[TASKS AND EXERCISES]
1 > Reproduce the passage on knee arthroscopy from "Generally speaking, knee" up to and including "with arthroscopic surgery.".
2 > In the passage on knee arthroscopy, which preoperative tests are most often run?

____ PASSAGE TO READ

Generally speaking, knee arthroscopy is recommended by the surgeons when patients are unable to cure knee joint problems and eliminate inflammation with the help of non-surgical treatments. Physical therapies, injections, medications, etc. are considered non-surgical treatments.
Numerous knee injuries, such as the torn meniscus, torn anterior, patellar dislocation, knee fractures, knee sepsis, inflamed synovium, and torn cartilage, can be diagnosed and treated with arthroscopic surgery.
How to Prepare for Surgery?
If you are wondering how you need to prepare for arthroscopic surgery, then you must not worry. In today’s medical world, this procedure is quite simple, easy, and quick. First, your orthopedic surgeon will try to assess your overall health condition. He will evaluate by running some tests. Mostly, preoperative tests like EKG (electrocardiogram) and blood tests are conducted. Second, you will have to follow certain admission requirements. If you fall under the outpatient category, you will only have to spend a night in a hospital/clinic after your surgery. If you happen to take any supplements or medications, then you are required to inform your surgeon beforehand. He will guide you when to stop taking medications, eating, and drinking prior to your surgery. Third, you will be given anesthesia (local, regional, or general) before the surgery.

________
____ THE DATA

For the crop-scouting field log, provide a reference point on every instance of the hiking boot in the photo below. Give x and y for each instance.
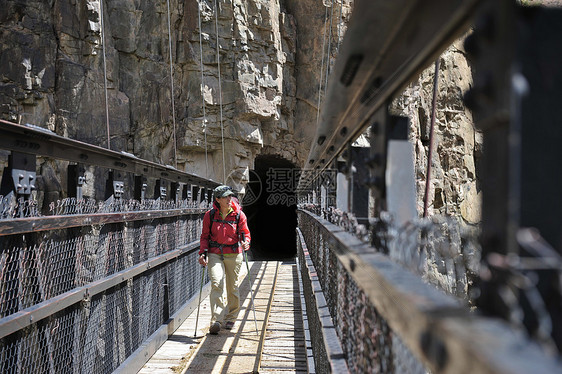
(215, 328)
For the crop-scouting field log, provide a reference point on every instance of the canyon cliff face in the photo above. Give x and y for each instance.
(245, 100)
(258, 97)
(457, 145)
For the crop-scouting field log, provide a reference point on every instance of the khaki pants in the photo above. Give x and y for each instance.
(221, 272)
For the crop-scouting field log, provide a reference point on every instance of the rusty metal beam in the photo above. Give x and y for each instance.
(34, 224)
(38, 141)
(26, 317)
(387, 44)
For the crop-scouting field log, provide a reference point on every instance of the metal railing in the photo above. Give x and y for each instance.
(388, 320)
(85, 284)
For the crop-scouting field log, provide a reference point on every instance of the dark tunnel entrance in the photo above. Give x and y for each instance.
(270, 205)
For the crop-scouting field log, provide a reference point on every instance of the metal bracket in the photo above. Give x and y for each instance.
(115, 185)
(20, 174)
(140, 188)
(76, 180)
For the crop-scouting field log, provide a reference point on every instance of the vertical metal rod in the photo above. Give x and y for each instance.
(328, 64)
(104, 75)
(220, 90)
(431, 126)
(202, 97)
(199, 305)
(251, 292)
(172, 86)
(321, 68)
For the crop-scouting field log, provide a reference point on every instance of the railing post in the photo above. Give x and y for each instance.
(20, 175)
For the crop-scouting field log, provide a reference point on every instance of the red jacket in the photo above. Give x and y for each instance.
(222, 232)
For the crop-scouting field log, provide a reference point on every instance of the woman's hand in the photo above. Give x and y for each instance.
(203, 259)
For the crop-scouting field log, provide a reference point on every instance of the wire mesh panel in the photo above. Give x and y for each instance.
(100, 331)
(367, 341)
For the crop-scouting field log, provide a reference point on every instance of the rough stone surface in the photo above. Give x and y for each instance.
(262, 101)
(265, 76)
(454, 188)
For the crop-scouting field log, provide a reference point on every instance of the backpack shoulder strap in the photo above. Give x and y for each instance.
(211, 219)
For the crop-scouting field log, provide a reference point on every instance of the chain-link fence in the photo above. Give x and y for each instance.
(388, 319)
(123, 298)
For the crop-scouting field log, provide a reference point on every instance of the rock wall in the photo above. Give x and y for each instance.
(259, 98)
(245, 101)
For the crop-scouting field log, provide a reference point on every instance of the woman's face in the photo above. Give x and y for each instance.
(224, 202)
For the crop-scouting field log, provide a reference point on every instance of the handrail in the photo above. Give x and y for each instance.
(39, 141)
(34, 224)
(35, 313)
(439, 330)
(385, 46)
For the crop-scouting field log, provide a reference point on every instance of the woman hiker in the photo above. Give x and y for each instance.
(224, 236)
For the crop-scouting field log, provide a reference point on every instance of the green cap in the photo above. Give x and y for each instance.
(222, 191)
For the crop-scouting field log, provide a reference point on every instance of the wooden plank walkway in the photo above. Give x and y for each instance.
(237, 350)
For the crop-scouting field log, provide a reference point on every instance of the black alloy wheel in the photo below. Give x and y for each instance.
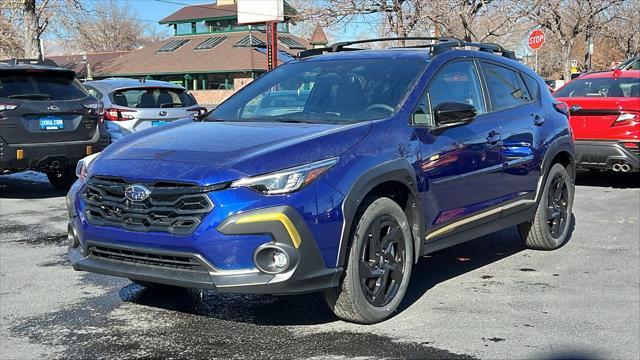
(557, 206)
(382, 261)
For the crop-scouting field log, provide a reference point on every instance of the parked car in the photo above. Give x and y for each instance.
(132, 105)
(48, 120)
(395, 154)
(605, 117)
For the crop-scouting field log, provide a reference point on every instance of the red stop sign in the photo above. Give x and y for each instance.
(536, 39)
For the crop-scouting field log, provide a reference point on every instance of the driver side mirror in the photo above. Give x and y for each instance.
(449, 114)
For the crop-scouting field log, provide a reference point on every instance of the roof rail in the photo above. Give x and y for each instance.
(438, 46)
(45, 62)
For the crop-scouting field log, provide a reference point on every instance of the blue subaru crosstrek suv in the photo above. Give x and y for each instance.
(335, 172)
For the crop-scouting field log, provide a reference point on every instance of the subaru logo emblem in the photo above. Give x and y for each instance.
(137, 192)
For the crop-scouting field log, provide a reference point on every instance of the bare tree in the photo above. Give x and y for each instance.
(567, 20)
(401, 17)
(110, 26)
(10, 41)
(475, 20)
(623, 31)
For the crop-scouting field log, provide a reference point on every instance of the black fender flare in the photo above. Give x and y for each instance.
(398, 170)
(562, 144)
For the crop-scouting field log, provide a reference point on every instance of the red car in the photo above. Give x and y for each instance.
(605, 118)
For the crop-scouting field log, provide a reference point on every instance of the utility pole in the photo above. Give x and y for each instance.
(32, 30)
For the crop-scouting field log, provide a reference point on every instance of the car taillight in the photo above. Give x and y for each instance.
(561, 108)
(97, 109)
(118, 114)
(8, 106)
(625, 119)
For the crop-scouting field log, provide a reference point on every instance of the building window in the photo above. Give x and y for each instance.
(202, 27)
(173, 45)
(183, 29)
(211, 42)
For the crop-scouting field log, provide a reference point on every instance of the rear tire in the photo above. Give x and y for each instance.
(552, 223)
(64, 179)
(379, 265)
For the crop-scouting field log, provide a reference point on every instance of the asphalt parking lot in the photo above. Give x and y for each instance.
(489, 298)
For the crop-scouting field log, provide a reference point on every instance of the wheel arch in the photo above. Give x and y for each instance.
(395, 179)
(561, 151)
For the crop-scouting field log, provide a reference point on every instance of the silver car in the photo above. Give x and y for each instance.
(132, 105)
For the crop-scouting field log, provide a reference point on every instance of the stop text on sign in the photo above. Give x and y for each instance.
(536, 39)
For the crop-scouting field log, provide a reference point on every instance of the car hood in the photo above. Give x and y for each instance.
(213, 152)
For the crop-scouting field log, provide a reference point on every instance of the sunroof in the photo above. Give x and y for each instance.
(249, 41)
(211, 42)
(173, 45)
(290, 42)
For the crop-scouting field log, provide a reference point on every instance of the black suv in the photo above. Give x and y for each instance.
(48, 120)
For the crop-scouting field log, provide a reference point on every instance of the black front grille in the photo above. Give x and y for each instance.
(175, 208)
(146, 258)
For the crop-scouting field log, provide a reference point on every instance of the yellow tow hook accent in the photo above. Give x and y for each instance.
(282, 218)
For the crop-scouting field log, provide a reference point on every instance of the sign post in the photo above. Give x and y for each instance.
(535, 41)
(268, 12)
(272, 44)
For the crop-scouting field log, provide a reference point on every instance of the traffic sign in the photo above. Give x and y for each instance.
(536, 39)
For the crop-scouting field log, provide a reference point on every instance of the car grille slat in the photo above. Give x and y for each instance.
(183, 262)
(171, 207)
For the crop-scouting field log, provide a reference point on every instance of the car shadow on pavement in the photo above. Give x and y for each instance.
(452, 262)
(310, 309)
(29, 185)
(608, 179)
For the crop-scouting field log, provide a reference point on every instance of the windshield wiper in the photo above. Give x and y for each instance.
(294, 121)
(30, 96)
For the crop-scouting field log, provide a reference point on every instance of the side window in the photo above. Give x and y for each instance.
(456, 82)
(421, 115)
(94, 92)
(532, 86)
(503, 87)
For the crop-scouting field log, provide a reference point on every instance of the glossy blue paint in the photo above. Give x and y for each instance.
(457, 171)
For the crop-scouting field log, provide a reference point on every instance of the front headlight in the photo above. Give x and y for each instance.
(286, 181)
(83, 165)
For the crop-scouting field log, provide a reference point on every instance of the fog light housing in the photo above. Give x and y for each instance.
(272, 259)
(280, 259)
(72, 237)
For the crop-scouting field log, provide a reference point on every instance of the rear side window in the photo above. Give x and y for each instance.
(532, 86)
(151, 98)
(40, 86)
(503, 86)
(601, 87)
(94, 92)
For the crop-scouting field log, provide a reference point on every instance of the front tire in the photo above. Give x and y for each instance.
(378, 268)
(62, 180)
(551, 225)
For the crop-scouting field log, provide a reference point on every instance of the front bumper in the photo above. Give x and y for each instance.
(603, 155)
(306, 271)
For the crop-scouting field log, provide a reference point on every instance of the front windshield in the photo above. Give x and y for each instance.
(331, 91)
(601, 87)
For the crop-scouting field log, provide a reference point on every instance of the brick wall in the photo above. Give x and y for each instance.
(214, 97)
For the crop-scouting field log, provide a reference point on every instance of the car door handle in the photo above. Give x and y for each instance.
(538, 119)
(493, 138)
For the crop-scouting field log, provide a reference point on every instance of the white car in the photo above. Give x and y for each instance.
(132, 105)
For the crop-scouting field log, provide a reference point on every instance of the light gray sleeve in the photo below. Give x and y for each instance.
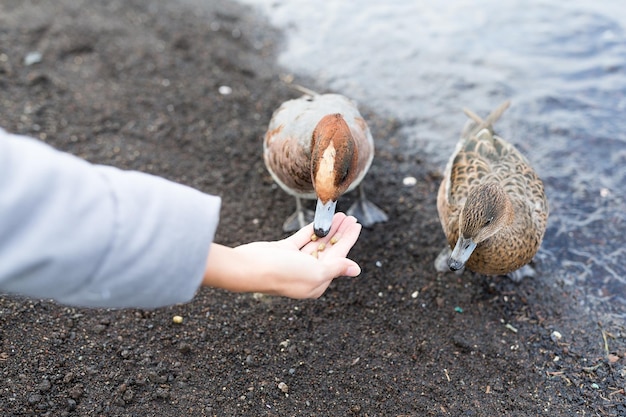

________

[ANSWERS BELOW]
1 >
Generally speaking, knee arthroscopy is recommended by the surgeons when patients are unable to cure knee joint problems and eliminate inflammation with the help of non-surgical treatments. Physical therapies, injections, medications, etc. are considered non-surgical treatments.
Numerous knee injuries, such as the torn meniscus, torn anterior, patellar dislocation, knee fractures, knee sepsis, inflamed synovium, and torn cartilage, can be diagnosed and treated with arthroscopic surgery.

2 > An EKG (electrocardiogram) and blood tests.